§ **Task requirements**: State how many lines in the entries below contain the word "instances", and give only that number.

§ **Task inputs**:
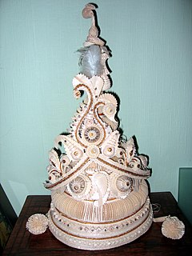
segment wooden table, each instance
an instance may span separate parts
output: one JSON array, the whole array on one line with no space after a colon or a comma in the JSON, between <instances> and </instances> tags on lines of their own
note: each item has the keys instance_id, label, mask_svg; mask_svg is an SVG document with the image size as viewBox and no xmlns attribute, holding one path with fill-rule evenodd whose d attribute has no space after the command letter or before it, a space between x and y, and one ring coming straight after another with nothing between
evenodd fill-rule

==

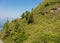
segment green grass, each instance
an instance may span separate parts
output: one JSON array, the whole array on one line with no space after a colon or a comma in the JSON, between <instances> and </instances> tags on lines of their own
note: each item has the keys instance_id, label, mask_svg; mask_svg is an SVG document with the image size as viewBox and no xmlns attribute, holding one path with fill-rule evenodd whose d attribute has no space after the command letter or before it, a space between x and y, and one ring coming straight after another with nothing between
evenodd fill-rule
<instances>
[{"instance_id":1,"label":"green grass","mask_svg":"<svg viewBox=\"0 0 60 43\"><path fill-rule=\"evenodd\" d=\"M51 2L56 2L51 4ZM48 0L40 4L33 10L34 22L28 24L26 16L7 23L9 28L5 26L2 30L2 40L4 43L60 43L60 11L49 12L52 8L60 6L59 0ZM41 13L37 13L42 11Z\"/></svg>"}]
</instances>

§ **Answer to the exercise**: 4